→ EXERCISE
Everything in the listing must be repeated exactly, apart from the images.

= Beginning of Section =

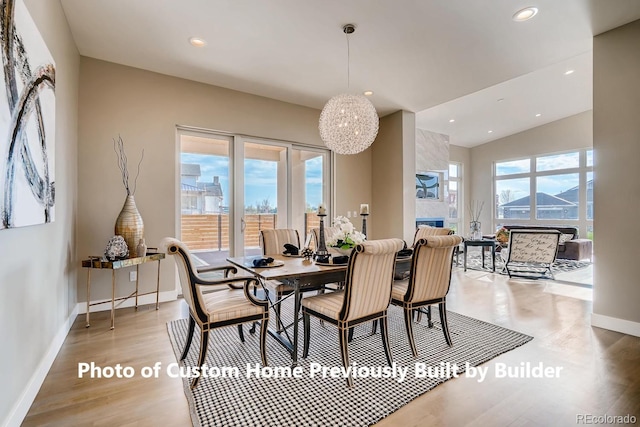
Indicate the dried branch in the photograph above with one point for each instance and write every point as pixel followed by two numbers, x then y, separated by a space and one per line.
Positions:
pixel 121 157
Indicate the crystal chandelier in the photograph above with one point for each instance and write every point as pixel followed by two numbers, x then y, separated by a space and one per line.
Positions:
pixel 348 122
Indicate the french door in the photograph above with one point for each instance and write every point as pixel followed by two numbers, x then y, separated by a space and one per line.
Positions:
pixel 232 186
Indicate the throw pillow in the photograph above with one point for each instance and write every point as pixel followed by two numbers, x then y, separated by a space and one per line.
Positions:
pixel 564 237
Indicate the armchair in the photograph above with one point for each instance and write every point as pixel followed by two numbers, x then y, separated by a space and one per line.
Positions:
pixel 230 305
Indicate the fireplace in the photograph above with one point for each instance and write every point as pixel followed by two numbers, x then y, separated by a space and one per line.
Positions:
pixel 433 222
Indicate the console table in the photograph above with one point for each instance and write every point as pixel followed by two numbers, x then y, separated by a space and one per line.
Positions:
pixel 101 263
pixel 484 243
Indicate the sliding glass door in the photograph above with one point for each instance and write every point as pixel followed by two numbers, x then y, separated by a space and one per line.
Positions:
pixel 231 187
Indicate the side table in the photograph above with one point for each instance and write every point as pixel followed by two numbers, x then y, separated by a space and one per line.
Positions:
pixel 484 243
pixel 100 263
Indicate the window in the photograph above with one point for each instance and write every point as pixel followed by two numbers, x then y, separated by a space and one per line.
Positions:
pixel 512 198
pixel 561 182
pixel 454 195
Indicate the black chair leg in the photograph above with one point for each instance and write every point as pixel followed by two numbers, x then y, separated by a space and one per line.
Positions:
pixel 204 344
pixel 443 319
pixel 263 339
pixel 306 324
pixel 344 351
pixel 408 324
pixel 384 331
pixel 187 345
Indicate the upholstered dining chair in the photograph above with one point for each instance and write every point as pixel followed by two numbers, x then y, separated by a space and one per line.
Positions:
pixel 422 232
pixel 227 306
pixel 365 297
pixel 428 283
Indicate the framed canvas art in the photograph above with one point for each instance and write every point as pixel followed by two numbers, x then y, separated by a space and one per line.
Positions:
pixel 27 121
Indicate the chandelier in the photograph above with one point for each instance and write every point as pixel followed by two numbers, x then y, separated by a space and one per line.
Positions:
pixel 348 122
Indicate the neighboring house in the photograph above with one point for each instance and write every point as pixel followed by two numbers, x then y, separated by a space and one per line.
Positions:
pixel 563 205
pixel 199 197
pixel 573 195
pixel 547 207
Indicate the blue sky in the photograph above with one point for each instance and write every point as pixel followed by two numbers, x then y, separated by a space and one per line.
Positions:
pixel 260 177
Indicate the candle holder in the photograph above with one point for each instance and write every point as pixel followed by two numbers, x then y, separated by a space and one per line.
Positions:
pixel 364 223
pixel 322 254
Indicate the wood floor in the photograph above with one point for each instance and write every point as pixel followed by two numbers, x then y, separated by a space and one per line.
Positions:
pixel 600 369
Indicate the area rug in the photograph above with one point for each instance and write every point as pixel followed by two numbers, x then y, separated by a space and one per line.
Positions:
pixel 314 400
pixel 474 262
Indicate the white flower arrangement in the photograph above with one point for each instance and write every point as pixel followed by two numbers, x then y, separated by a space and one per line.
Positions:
pixel 347 237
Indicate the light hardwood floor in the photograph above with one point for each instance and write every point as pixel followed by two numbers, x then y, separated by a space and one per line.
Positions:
pixel 600 369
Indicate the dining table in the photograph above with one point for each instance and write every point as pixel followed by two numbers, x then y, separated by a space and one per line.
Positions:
pixel 299 273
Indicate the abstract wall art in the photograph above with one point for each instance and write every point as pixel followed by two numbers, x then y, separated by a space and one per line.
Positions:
pixel 27 121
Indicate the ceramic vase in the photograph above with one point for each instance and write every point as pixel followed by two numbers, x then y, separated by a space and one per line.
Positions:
pixel 475 230
pixel 130 225
pixel 141 249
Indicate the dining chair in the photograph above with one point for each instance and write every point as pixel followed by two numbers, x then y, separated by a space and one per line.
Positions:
pixel 231 304
pixel 428 283
pixel 366 296
pixel 328 233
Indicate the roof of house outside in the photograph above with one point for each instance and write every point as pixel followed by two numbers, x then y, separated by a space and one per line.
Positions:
pixel 189 169
pixel 542 199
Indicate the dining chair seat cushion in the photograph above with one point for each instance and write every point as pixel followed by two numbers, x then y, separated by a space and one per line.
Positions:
pixel 229 304
pixel 327 304
pixel 399 289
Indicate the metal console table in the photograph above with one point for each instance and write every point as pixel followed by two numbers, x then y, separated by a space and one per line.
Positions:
pixel 100 263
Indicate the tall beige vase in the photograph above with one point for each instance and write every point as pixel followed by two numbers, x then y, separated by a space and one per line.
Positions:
pixel 130 225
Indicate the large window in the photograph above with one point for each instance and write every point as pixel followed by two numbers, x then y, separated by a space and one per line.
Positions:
pixel 561 182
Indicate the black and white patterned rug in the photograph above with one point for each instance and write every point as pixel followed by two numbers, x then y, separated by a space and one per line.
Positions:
pixel 474 262
pixel 314 400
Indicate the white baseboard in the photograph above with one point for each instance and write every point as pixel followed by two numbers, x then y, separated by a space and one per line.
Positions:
pixel 614 324
pixel 131 302
pixel 21 407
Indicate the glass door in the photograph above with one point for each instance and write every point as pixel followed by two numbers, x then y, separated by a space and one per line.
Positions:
pixel 231 187
pixel 266 191
pixel 205 196
pixel 283 184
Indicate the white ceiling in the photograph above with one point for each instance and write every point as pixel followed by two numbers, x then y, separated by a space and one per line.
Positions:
pixel 441 59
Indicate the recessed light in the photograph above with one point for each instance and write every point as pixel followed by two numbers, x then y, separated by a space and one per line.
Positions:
pixel 525 14
pixel 197 42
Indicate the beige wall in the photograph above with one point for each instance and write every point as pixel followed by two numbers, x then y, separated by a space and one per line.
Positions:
pixel 572 133
pixel 38 263
pixel 144 108
pixel 616 142
pixel 393 175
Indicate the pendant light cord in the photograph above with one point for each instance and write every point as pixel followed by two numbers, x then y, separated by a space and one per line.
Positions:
pixel 348 64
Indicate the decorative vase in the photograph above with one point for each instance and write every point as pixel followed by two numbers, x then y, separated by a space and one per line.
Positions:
pixel 475 230
pixel 141 249
pixel 343 252
pixel 130 225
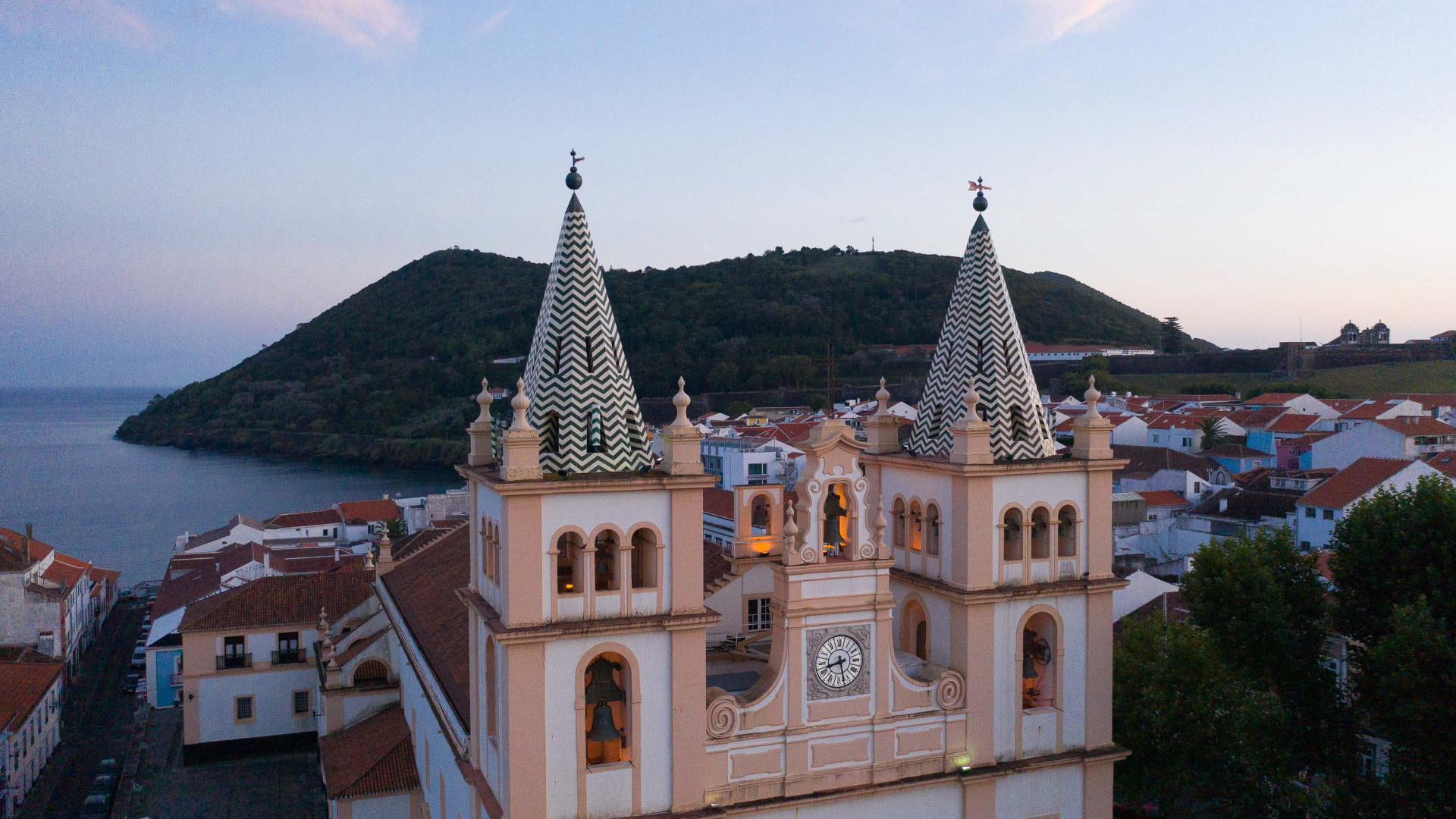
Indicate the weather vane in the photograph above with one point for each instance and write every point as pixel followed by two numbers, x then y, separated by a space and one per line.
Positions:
pixel 981 197
pixel 574 180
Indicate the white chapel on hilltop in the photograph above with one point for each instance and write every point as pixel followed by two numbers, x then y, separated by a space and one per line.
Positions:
pixel 921 630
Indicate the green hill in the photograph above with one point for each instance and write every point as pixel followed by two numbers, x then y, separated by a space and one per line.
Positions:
pixel 388 373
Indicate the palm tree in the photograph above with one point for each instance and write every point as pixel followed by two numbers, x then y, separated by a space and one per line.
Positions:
pixel 1212 435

= End of Section =

→ ANSWER TO THE EXERCISE
Indicate the dried branch in the photograph above with one point for each instance and write every point as pixel followed by two numbers, x then y, separated by a space and one per line.
Positions:
pixel 121 157
Indicate the crystal chandelier in the photograph above with one point for each instance and write every point as pixel followed by two numbers, x then y, separated by a space and one per line.
Positions:
pixel 348 122
Indicate the french door in the photograph above with one point for each instance and write every point as pixel followed by two numbers, x then y, separated by a space and one per line.
Positions:
pixel 232 186
Indicate the throw pillow in the photograph above with one point for each instance and write every point as pixel followed by two numbers, x then y, separated by a space and one per line.
Positions:
pixel 564 237
Indicate the armchair in the photograph above with one point for each instance and write every point as pixel followed by two numbers, x then y, separated by a space and one per line.
Positions:
pixel 230 305
Indicate the fireplace in the photograph above with one point for each instance and write every point as pixel followed by two numbers, x then y, separated by a space and one per line.
Positions:
pixel 433 222
Indicate the console table in the photograph above with one point for each instance and write every point as pixel followed by two numbers, x then y, separated by a space and one per line.
Positions:
pixel 101 263
pixel 484 243
Indicate the sliding glass door in the photograph above with one point for each instance and write every point as pixel followed by two numbers, x then y, separated by a space and one per line.
Positions:
pixel 231 187
Indicate the side table in the photograph above with one point for each instance and write every point as pixel followed by two numbers, x then y, separated by a space and one per line.
Positions:
pixel 484 243
pixel 100 263
Indicate the window in the photograph above with one point for each instance and write every point as pixel followed by two numbers, x then y, separated by a space and one per line.
Positions:
pixel 512 198
pixel 561 182
pixel 454 195
Indicate the black chair leg in the photograph above with one point for each instance and write every point as pixel followed by two numbers, x then y, separated by a space and one per line.
Positions:
pixel 204 344
pixel 443 319
pixel 263 339
pixel 306 324
pixel 344 351
pixel 408 324
pixel 384 331
pixel 187 345
Indicate the upholstered dining chair in the photograph above with one point for each instance and write every point as pixel followed by two numbers, x then y, separated by a space and one per line.
Positions:
pixel 422 232
pixel 227 306
pixel 365 297
pixel 428 283
Indicate the framed canvas art in the photograph above with one point for each instance and write every point as pixel followed by two numbers, x then y, separated by a space and one per line.
Positions:
pixel 27 121
Indicate the chandelier in the photograph above with one point for each instance and write every point as pixel followed by two numbers, x then y, separated by a space and one per line.
Positions:
pixel 348 122
Indicate the neighboring house in the photograph above with one point for each instance and write every point as pixel followed by two numbers, x then y, separated by a space and one per line.
Positions:
pixel 563 205
pixel 199 197
pixel 573 195
pixel 547 207
Indicate the blue sky in the photograph above with one point for each instance and write every point as pixel followed by two numbers, x then y, separated by a space and one per line.
Positions:
pixel 260 177
Indicate the candle holder in the photograph above with one point for each instance and write every point as pixel followed by two numbers, x then y, separated by a space and one per line.
Positions:
pixel 364 223
pixel 322 254
Indicate the wood floor in the photograph above with one point for each instance and write every point as pixel followed by two numbers, x then y, separated by a space and one per line.
Positions:
pixel 600 369
Indicate the area rug in the photograph above with one point for each instance and write every point as pixel followed by two numbers, x then y, separated by a space and one per line.
Positions:
pixel 314 400
pixel 474 262
Indicate the white flower arrangement in the photograph above with one point for each instance and write every point as pixel followed by two numbers, x then y, separated by a space and one per line.
Positions:
pixel 347 237
Indicate the light hardwood floor in the photograph above with one point for each instance and write every point as pixel followed by two numbers, x then y, separated by a space and one per line.
Positions:
pixel 600 369
Indicate the dining table in the photograph above with one point for each instance and write every point as pixel followed by two numbers, x then y, separated by a space and one per line.
Positions:
pixel 299 273
Indicate the abstract wall art in the photograph above with one point for each instance and write every point as pixel followed by two numbers, x then y, separated by a space and one per line.
Positions:
pixel 27 121
Indicate the ceramic vase in the photograph above with one point for each instance and write every point as pixel followed by two numbers, x then y, separated by a space and one per line.
Positions:
pixel 475 230
pixel 130 225
pixel 141 249
Indicate the dining chair in the photograph above with one point for each instance and write every point as pixel followed by two numbers, x then y, separated by a space and one per line.
Positions:
pixel 231 304
pixel 428 283
pixel 366 296
pixel 328 233
Indicate the roof of house outside in the photograph above with one point for each instance and write every point as pixel followed by two numbers, x then y, separated by a space and one per line.
Positions:
pixel 189 169
pixel 542 199
Indicate the dining chair seat cushion in the photograph above with one point for each instance and write every point as pixel followed by two numbers, x then y, separated by a space and one per line.
Positions:
pixel 229 304
pixel 327 304
pixel 399 289
Indicate the metal console table in the photograph above with one point for each instance and write every point as pixel followed by two numbers, x then y, separated by a space and one per line.
Positions:
pixel 100 263
Indicate the tall beige vase in the photograph above with one point for each instance and write every point as pixel followed by two numbers, x then y, separated by a space and one per line.
Positions:
pixel 130 225
Indicate the large window in the photograph above with one point for each instance and write every point as pixel followed by two numbers, x then y, separated by a space and one per line.
Positions:
pixel 561 182
Indicate the black and white patterned rug in the photograph above with one point for each instance and write every point as pixel followed by two numbers, x then y, separated by a space and one per line.
Positions:
pixel 474 262
pixel 314 400
Indicate the white baseboard in the photograph above with one point for each instance and write every point as pixel followed by two numbers, x then y, separated by a space and one per line.
Positions:
pixel 614 324
pixel 131 302
pixel 21 407
Indicate the glass door in the photograph above with one point for each instance and write every point as pixel followed by two numbers, x then y, separated by a space and one per line.
Positions:
pixel 231 187
pixel 266 191
pixel 205 196
pixel 283 184
Indicate the white ceiling in the photograph above with one point for each instance and write every point as pixel followed by two numbers, x then y, separated by a space and one per line.
Positions:
pixel 441 59
Indicate the recessed light in the photograph above with one point for each instance and write every point as pixel followed by two numbers, x then y, separated by a space and one per line.
Positions:
pixel 525 14
pixel 197 42
Indicate the beige wall in the photograph above with one point for each instance and write every point as pixel followed by two numbers, x then y, separated by a space and one per line.
Positions:
pixel 572 133
pixel 38 263
pixel 144 108
pixel 616 142
pixel 393 175
Indicate the pendant light cord in the photograph above with one point for each instance and write every point as pixel followed by two numbers, x then y, separated by a space and one per line.
Positions:
pixel 348 64
Indicate the decorative vase in the photograph above with one point for each instance and write every point as pixel followed by two numbers, x then y, separated by a space and one per line.
Positions:
pixel 475 230
pixel 141 249
pixel 343 252
pixel 130 225
Indicate the weather vane in the photograph above with one point for each instance and write every point as pixel followed by two numbers, x then y, separated by a space and one per line.
Positions:
pixel 981 197
pixel 574 180
Indicate the white chapel on hilltop in the photograph above with one point for each instance and write every point as pixel followed by two numbers, x then y, separated by a space and one per line.
Positions:
pixel 921 630
Indicate the green hill in the photograph above with one point for each instance and write every point as pixel followed by two numbers, x then y, separated by a space and one per line.
Positions:
pixel 388 373
Indicate the palm tree in the photograph above with one point for each instance and write every point as pixel followed by two numbers, x then y, separated by a space and one per line.
Positions:
pixel 1212 435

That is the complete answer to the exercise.